## Material shown
^^^^^^^^^^^^^^^^

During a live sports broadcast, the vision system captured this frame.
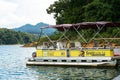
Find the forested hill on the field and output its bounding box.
[0,28,37,44]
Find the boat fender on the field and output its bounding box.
[32,52,36,58]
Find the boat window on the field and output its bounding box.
[81,60,87,62]
[53,60,57,62]
[92,60,97,62]
[71,60,76,62]
[43,60,48,62]
[62,60,66,62]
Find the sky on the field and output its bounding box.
[0,0,57,29]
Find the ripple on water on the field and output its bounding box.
[0,45,120,80]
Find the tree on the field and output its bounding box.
[47,0,120,24]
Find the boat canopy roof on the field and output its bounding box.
[42,22,120,31]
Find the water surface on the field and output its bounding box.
[0,45,120,80]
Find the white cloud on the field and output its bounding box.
[0,0,56,28]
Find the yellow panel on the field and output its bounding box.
[85,49,113,56]
[54,50,66,57]
[36,50,43,57]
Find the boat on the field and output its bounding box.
[26,22,120,67]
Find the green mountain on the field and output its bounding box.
[0,28,38,44]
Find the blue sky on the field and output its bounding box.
[0,0,57,28]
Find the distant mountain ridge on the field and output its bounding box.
[13,22,55,34]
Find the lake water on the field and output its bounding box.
[0,45,120,80]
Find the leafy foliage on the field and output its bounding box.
[47,0,120,24]
[0,28,37,44]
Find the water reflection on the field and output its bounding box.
[29,66,120,80]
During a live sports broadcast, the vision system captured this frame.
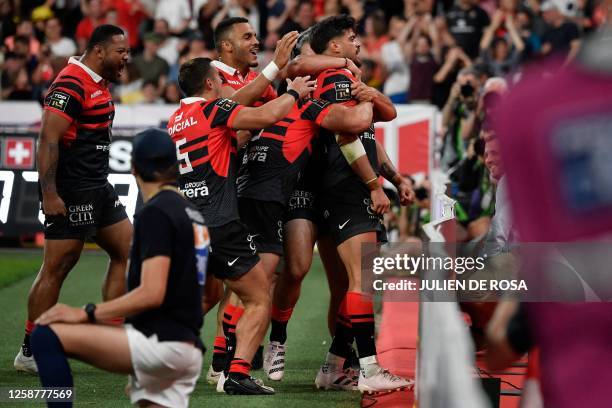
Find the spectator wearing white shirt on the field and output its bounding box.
[45,17,77,57]
[155,0,191,35]
[380,16,410,103]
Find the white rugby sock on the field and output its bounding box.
[359,356,380,378]
[325,352,346,371]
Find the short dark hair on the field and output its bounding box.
[87,24,125,51]
[214,17,249,51]
[13,35,30,47]
[132,128,179,182]
[291,26,314,58]
[179,58,215,96]
[310,14,355,54]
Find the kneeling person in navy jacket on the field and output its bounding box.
[32,129,209,407]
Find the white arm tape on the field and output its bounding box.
[261,61,279,82]
[336,134,366,164]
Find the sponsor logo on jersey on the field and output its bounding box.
[168,113,198,136]
[68,204,95,226]
[216,99,236,112]
[181,180,208,199]
[310,99,330,109]
[334,81,351,101]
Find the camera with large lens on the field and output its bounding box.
[461,82,475,98]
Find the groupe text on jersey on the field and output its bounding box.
[168,97,242,227]
[43,57,115,191]
[313,68,378,190]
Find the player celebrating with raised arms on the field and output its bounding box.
[311,15,413,391]
[32,129,209,408]
[14,25,132,372]
[205,17,298,382]
[168,58,314,394]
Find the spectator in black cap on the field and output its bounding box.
[31,129,209,407]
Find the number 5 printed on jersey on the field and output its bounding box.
[193,223,210,286]
[176,138,193,174]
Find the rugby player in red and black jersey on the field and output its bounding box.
[14,25,133,372]
[168,58,314,394]
[310,15,413,391]
[238,86,372,381]
[205,17,297,384]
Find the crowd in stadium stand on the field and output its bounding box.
[0,0,605,105]
[0,0,606,240]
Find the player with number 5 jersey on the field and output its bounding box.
[168,58,314,395]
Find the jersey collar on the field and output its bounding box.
[68,57,102,83]
[181,96,206,105]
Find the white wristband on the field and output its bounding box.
[261,61,280,82]
[336,137,366,164]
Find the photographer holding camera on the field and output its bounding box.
[441,68,480,170]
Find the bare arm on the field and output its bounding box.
[506,14,525,53]
[36,256,170,324]
[232,77,315,129]
[336,133,391,215]
[351,82,397,122]
[372,91,397,122]
[224,31,298,106]
[321,102,373,134]
[287,55,361,78]
[487,300,521,370]
[480,10,504,50]
[376,141,415,205]
[36,110,70,215]
[96,256,170,320]
[433,48,459,83]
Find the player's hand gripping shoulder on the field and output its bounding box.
[396,177,416,206]
[287,55,361,80]
[273,31,298,69]
[351,82,379,102]
[351,82,397,122]
[287,75,317,99]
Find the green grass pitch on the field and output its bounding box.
[0,250,359,408]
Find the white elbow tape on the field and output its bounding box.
[261,61,280,82]
[336,135,366,164]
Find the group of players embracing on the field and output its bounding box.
[14,11,414,406]
[168,15,414,394]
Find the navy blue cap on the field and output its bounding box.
[132,128,177,175]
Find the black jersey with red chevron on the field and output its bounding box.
[168,98,242,227]
[313,68,378,189]
[238,99,331,205]
[43,59,115,192]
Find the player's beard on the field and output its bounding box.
[102,60,125,83]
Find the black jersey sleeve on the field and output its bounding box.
[135,206,175,260]
[300,99,331,125]
[43,81,85,122]
[210,99,243,128]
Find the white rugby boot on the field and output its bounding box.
[315,363,357,391]
[13,348,38,374]
[357,367,414,393]
[263,341,286,381]
[206,364,223,385]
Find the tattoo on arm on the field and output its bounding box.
[39,142,59,193]
[380,161,398,183]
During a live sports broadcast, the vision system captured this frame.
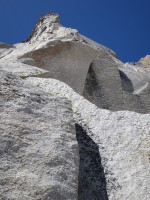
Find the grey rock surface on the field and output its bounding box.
[0,13,150,200]
[0,71,79,200]
[27,78,150,200]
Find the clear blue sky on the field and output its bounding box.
[0,0,150,62]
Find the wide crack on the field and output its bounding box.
[76,124,108,200]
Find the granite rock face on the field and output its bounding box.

^^^^^^^^^^^^^^^^

## What this task involves
Arrange every line of the listing above as a numbered list, skipping any blank lines. Leave the pictures out of your answer.

## Exercise answer
1. During a live sports broadcast, the vision system captured this frame.
2. Find the forested hill on the field and output its bounding box.
3. [0,28,37,44]
4. Find the boat fender on the field and output its bounding box.
5. [32,52,36,58]
6. Find the boat window on the field and output its bounding box.
7. [81,60,87,62]
8. [53,60,57,62]
9. [92,60,97,62]
10. [71,60,76,62]
11. [43,60,48,62]
12. [62,60,66,62]
13. Find the sky on the field and output its bounding box.
14. [0,0,57,29]
15. Find the ripple on water on the field and output its bounding box.
16. [0,45,120,80]
17. Find the tree on the field and output its bounding box.
18. [47,0,120,24]
19. Find the boat canopy roof on the field and output its bounding box.
20. [42,22,120,31]
21. Find the water surface on the field and output its bounding box.
22. [0,45,120,80]
23. Find the white cloud on the field and output its bounding box.
24. [0,0,56,28]
25. Find the yellow panel on the field and output its bounding box.
26. [85,49,113,56]
27. [54,50,66,57]
28. [36,50,43,57]
29. Find the boat on the field and output its bounding box.
30. [26,22,120,67]
31. Find the green mountain on the field and output its bounding box.
32. [0,28,38,44]
33. Find the blue sky on the field and output its bounding box.
34. [0,0,57,28]
35. Find the distant mountain ridge on the field and output its bounding box.
36. [13,22,55,34]
37. Find the lake water on the field and output its bounding box.
38. [0,45,120,80]
39. Find the leafy foliage on the field and output its bounding box.
40. [47,0,120,24]
41. [0,28,37,44]
42. Find the water reflection on the field and output its bounding box.
43. [29,66,120,80]
44. During a live sports broadcast, the vision system captured this frame.
45. Find the spectator wearing white shirt on the field and output its bounding box.
46. [45,17,77,57]
47. [155,0,191,35]
48. [380,16,410,103]
49. Find the white rugby sock on the field and output its bounding box.
50. [359,356,380,378]
51. [325,352,346,371]
52. Find the short dark hair on the field and output its bounding box.
53. [87,24,125,51]
54. [214,17,249,51]
55. [13,35,30,47]
56. [132,128,179,182]
57. [291,26,314,58]
58. [179,58,215,96]
59. [310,14,355,54]
60. Find the kneeling person in navy jacket on the field and output its bounding box.
61. [32,129,209,407]
62. Find the white arm tape on the field and output its bounding box.
63. [261,61,279,82]
64. [336,134,366,164]
65. Find the sponsor logo on jersey on the field and output its bounding box.
66. [168,113,198,136]
67. [68,204,95,226]
68. [216,99,236,112]
69. [181,180,208,199]
70. [310,99,330,109]
71. [334,81,351,101]
72. Find the camera with large lens on the field and output its bounding box.
73. [461,82,475,98]
74. Find the groupe text on jersey on the field and output its bounding box.
75. [168,97,242,227]
76. [43,57,115,191]
77. [313,68,378,190]
78. Find the player celebrating with raised arms on the field and output its bounding box.
79. [311,15,413,391]
80. [32,129,209,408]
81. [14,25,132,372]
82. [205,17,298,382]
83. [168,58,314,394]
84. Find the spectator in black cap on the field and output its bounding box.
85. [31,129,209,407]
86. Find the number 5 printed on jersey on the field and output its bounding box.
87. [193,223,210,286]
88. [176,138,193,174]
89. Find the rugby player in red and black jersey on the field and output its bounding box.
90. [14,25,133,372]
91. [168,58,314,394]
92. [310,15,413,391]
93. [238,86,372,381]
94. [205,17,297,384]
95. Find the crowd in stadium stand on the field and output its bounding box.
96. [0,0,605,105]
97. [0,0,606,240]
98. Find the player with number 5 jersey on the field and output its bounding box.
99. [168,58,314,395]
100. Find the jersey collar on the field and output its bounding box.
101. [68,57,102,83]
102. [181,96,206,105]
103. Find the white wristband on the field and output its bounding box.
104. [261,61,280,82]
105. [336,137,366,164]
106. Find the photographer holding camera on the field and output its bounding box.
107. [441,68,480,170]
108. Find the bare arm on the field and output its bounding box.
109. [506,14,525,53]
110. [36,256,170,324]
111. [232,77,315,129]
112. [336,133,391,215]
113. [351,82,397,122]
114. [372,91,397,122]
115. [224,31,298,106]
116. [321,102,373,134]
117. [287,55,361,78]
118. [487,300,521,370]
119. [480,10,504,50]
120. [376,141,415,205]
121. [36,110,70,215]
122. [96,256,170,320]
123. [433,48,459,83]
124. Find the player's hand gripping shoulder on the field and output its bounding box.
125. [396,177,416,206]
126. [287,55,361,80]
127. [273,31,298,69]
128. [351,82,379,102]
129. [351,82,397,122]
130. [287,75,317,99]
131. Find the green grass pitch on the field and output its bounding box.
132. [0,250,359,408]
133. Find the white elbow tape on the field and output its bounding box.
134. [261,61,280,82]
135. [336,135,366,164]
136. Find the group of players embracing on the field and output its bounding box.
137. [14,11,414,406]
138. [168,15,414,394]
139. Find the navy blue cap on the field and output its bounding box.
140. [132,128,177,175]
141. Find the black jersey with red chevron on the field and output its bounding box.
142. [168,98,242,227]
143. [313,68,378,189]
144. [238,99,331,205]
145. [43,59,115,192]
146. Find the player's beard on the field and output its bounding box.
147. [102,60,125,83]
148. Find the black jersey sleeve on the field and output its bounding box.
149. [135,206,175,260]
150. [300,99,331,125]
151. [43,81,85,122]
152. [210,99,243,128]
153. Find the white rugby boot on the field and output its bounding box.
154. [315,363,357,391]
155. [13,348,38,374]
156. [357,367,414,393]
157. [263,341,286,381]
158. [206,364,223,385]
159. Find the tattoo on arm on the field and output its bounding box.
160. [39,142,59,193]
161. [380,161,398,183]
162. During a live sports broadcast, the vision system captured this frame.
163. Find the grey rock surface on the field and output its bounding box.
164. [0,13,150,200]
165. [0,71,79,200]
166. [27,78,150,200]
167. Find the clear blue sky on the field and output its bounding box.
168. [0,0,150,62]
169. Find the wide crack on the field and output its bounding box.
170. [76,124,108,200]
171. Find the granite rock face on the field and output its bounding box.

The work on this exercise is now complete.